Saved data entries
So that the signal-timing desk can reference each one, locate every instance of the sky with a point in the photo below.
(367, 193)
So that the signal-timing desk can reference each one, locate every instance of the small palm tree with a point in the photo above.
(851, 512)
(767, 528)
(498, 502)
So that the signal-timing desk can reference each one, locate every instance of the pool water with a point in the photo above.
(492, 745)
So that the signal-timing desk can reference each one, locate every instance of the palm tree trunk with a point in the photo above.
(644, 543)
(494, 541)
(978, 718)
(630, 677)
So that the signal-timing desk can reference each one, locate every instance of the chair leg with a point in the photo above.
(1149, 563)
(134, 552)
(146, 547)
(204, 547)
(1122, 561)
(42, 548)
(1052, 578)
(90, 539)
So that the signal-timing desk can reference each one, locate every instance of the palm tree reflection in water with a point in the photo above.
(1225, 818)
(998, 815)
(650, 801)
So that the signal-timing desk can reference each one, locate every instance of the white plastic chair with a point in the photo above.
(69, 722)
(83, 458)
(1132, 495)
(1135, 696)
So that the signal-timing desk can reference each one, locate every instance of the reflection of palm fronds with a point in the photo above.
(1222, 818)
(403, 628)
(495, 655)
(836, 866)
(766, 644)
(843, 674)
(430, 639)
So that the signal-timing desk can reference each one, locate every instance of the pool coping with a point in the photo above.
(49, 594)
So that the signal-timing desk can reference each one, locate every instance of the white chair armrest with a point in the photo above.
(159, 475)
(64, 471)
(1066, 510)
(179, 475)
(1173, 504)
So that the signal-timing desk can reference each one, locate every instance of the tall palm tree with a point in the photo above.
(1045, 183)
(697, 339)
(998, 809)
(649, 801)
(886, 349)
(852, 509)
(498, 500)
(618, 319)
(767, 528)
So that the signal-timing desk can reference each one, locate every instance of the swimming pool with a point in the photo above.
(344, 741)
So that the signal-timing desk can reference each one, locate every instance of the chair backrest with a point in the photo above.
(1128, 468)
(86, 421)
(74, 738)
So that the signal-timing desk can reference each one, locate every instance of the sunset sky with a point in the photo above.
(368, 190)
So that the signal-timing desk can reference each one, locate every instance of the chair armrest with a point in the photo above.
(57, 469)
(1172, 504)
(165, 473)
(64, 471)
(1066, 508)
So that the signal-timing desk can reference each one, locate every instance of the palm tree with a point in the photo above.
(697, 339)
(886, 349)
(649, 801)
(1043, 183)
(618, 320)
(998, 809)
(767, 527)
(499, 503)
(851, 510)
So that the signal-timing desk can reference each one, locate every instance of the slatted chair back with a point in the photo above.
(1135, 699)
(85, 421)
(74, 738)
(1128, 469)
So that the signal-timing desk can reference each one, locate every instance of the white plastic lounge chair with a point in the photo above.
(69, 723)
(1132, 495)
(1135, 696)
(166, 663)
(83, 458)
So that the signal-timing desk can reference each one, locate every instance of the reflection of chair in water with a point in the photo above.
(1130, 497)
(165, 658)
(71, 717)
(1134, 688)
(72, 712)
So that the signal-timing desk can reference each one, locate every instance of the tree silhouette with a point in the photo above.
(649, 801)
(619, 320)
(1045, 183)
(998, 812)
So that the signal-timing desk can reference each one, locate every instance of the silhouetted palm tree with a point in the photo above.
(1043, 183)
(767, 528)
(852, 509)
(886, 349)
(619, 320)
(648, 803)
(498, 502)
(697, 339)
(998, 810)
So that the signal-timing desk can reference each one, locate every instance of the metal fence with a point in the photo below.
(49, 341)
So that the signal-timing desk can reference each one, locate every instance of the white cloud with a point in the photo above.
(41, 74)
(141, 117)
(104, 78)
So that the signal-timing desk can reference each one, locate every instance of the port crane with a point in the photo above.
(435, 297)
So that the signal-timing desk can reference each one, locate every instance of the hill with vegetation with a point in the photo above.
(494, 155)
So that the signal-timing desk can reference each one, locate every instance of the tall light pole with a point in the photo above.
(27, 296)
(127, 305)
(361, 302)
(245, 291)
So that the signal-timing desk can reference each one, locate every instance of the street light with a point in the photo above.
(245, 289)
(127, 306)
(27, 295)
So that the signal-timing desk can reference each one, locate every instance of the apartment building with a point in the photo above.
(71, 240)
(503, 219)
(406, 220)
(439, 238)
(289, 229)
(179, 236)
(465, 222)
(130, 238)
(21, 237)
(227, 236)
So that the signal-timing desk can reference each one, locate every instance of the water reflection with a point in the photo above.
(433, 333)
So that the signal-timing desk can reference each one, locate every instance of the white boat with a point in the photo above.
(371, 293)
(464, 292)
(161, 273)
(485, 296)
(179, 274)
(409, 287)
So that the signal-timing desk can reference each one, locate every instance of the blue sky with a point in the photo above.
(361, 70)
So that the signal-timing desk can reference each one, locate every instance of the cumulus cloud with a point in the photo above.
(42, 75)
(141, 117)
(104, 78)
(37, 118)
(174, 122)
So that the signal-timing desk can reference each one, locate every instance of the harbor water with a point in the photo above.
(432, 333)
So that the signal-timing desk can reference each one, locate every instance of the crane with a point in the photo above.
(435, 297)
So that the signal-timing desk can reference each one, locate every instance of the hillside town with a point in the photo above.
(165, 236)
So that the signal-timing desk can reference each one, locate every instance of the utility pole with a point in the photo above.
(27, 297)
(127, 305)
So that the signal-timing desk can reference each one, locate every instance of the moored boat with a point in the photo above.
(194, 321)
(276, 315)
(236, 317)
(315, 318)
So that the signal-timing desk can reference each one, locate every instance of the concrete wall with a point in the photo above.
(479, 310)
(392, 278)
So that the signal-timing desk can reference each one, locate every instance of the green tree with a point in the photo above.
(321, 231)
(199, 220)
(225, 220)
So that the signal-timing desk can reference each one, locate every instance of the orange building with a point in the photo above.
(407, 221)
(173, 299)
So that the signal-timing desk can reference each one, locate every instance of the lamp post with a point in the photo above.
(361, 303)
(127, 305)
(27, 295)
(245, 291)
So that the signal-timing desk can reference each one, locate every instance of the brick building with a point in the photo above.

* [WHAT THE EXERCISE ASKS]:
Would you repeat all of the data above, word for word?

* [SOLUTION TO THIS TASK]:
So that the signal-timing desk can reference each one, locate every instance of the sky with a point in the photo below.
(367, 193)
So that the signal-timing desk can reference each one, locate every instance of the small palm tree with a point in the photo above.
(851, 512)
(767, 528)
(498, 502)
So that the signal-timing desk can reference each one, locate every instance of the pool water with a point in the photo above.
(492, 745)
So that the signal-timing desk can reference each one, locate every instance of the palm tree trunk with a point in the photo above.
(644, 543)
(494, 541)
(978, 718)
(630, 677)
So that the signal-timing desk can reference each one, locate every instance of the chair leg with a point in the photo above.
(1149, 563)
(134, 552)
(146, 547)
(204, 547)
(1122, 561)
(42, 548)
(1052, 578)
(90, 539)
So that the signal-timing desk can reference each one, locate every instance of the palm tree reflection in water with a point in the photo above.
(1225, 818)
(998, 815)
(650, 801)
So that the signal-timing desk can reference each one, locate every instance of the white plastic chair with a point in the photo above.
(69, 722)
(83, 458)
(1132, 495)
(1135, 696)
So that the signal-timing desk can reference each one, locate every instance of the reflection of palm fronds with a point in the photo above.
(1222, 818)
(403, 628)
(495, 655)
(836, 866)
(766, 644)
(843, 674)
(430, 639)
So that the signal-timing desk can reference each one, locate every instance of the pool coping with a point in the photo above.
(49, 594)
So that the signal-timing desk can reference each one, locate every instance of the white chair armrest with a point in the photo above.
(159, 475)
(64, 471)
(1066, 510)
(179, 475)
(1173, 504)
So that the signal-timing desk can reference each one, locate every instance of the tall palm tree with a point in the photo above.
(1045, 183)
(697, 339)
(998, 809)
(649, 801)
(886, 349)
(852, 509)
(498, 500)
(618, 319)
(767, 528)
So that the signal-timing desk can reference each one, locate every instance of the swimming pool with a point in the photo above.
(344, 741)
So that the signal-timing desk can reference each one, locate every instance of the chair backrest with a point in the photo above.
(1128, 468)
(86, 421)
(74, 738)
So that the signal-timing desk can reference each one, locate every instance of the sunset sky with a point in the photo above.
(368, 190)
So that the signal-timing desk can reference each one, locate every instance of the chair armrest with a point in the photo above.
(57, 469)
(1172, 504)
(165, 473)
(64, 471)
(1066, 508)
So that the signal-timing desk can reference each one, locate every instance of the palm tree with a point in the photo above.
(697, 339)
(886, 349)
(649, 801)
(1043, 183)
(618, 320)
(998, 809)
(767, 527)
(499, 503)
(851, 510)
So that the signal-timing desk can reference each one, locate every instance of the slatted chair back with a point in the photo above.
(1135, 699)
(85, 421)
(74, 738)
(1128, 469)
So that the signal-timing desk can reference each one, locate every instance of the white plastic lounge chair with a point in the photo above.
(69, 723)
(1132, 495)
(1135, 696)
(166, 663)
(83, 458)
So that the signal-timing desk can reference each one, locate every instance of the reflection of chair in water with a point in the photo above.
(1130, 497)
(165, 658)
(71, 717)
(1134, 688)
(72, 712)
So that the signal-timing desk can reference each one, locate every instance of the tree silhouette with a point in the photo above.
(649, 801)
(619, 320)
(1045, 183)
(998, 812)
So that the signal-timing desk can reference each one, locate every instance of the silhouetted palm tree with a point in the photo above.
(1043, 183)
(767, 528)
(852, 509)
(886, 349)
(619, 320)
(648, 803)
(498, 502)
(697, 339)
(998, 810)
So that the signal-timing desk can reference each one, locate every instance of the metal fence with a point in the photo below.
(49, 341)
So that the signal-timing desk can reference each one, locate every instance of the white cloud with a point in the photo above.
(41, 74)
(141, 117)
(104, 78)
So that the signal-timing desk can reference each one, locate every instance of the port crane with a point in the photo above.
(435, 297)
So that the signal-timing desk can reference each one, locate every instance of the hill with vegetation with a point in the photo above.
(494, 155)
So that the signal-timing desk can reference each one, locate every instance of the tall light pole with a point in the photo above.
(27, 296)
(127, 305)
(361, 302)
(245, 291)
So that the signal-timing desk can reference each one, locate every instance of the street light with a point in the photo above.
(245, 289)
(127, 306)
(27, 295)
So that the signal-timing desk can reference each one, locate every instance of the apartment building with a point in the photo above.
(71, 240)
(503, 219)
(406, 220)
(439, 238)
(289, 229)
(179, 236)
(465, 222)
(130, 238)
(21, 237)
(227, 236)
So that the signal-timing desk can reference each one, locate every instance of the water reflection with a point in the photo above.
(433, 333)
So that the signal-timing desk can reference each one, locate every instance of the white boat with a point in the photo above.
(371, 293)
(464, 292)
(161, 273)
(485, 296)
(179, 274)
(409, 287)
So that the signal-timing desk can reference each one, locate every instance of the blue sky with a point in the photo above.
(361, 70)
So that the signal-timing desk can reference each one, locate every instance of the cumulus cloud with a point in the photo above.
(42, 75)
(141, 117)
(104, 78)
(37, 118)
(174, 122)
So that the signal-timing desk can reference each one, locate every instance of the harbor water with a point in the photo above.
(432, 333)
So that the signal-timing desk can reference each one, locate every instance of the crane with a point in the photo above.
(435, 297)
So that the signal-timing desk can reference each one, locate every instance of the hillside town with a point in the photo above.
(165, 236)
So that the signal-timing desk can reference each one, locate every instance of the utility pole with a point in the photo above.
(27, 297)
(127, 305)
So that the signal-timing desk can reference each one, locate every instance of the moored boat with a point in the photo above.
(194, 321)
(276, 315)
(236, 317)
(315, 318)
So that the signal-timing desk can reference each one, locate every instance of the concrete wall with a point in the photo above.
(479, 310)
(392, 278)
So that the signal-timing desk can reference each one, locate every instance of the green tree with a point in the photo above.
(321, 231)
(199, 220)
(225, 220)
So that the signal-timing desk can reference each one, locate every instance of the orange building with a point in the photo above.
(407, 221)
(173, 299)
So that the signal-timing desk can reference each one, locate every instance of the lamp post with a point in the photo above.
(361, 303)
(127, 305)
(27, 295)
(245, 291)
So that the signal-timing desk can reference each one, locate every instance of the brick building with a point in the photo above.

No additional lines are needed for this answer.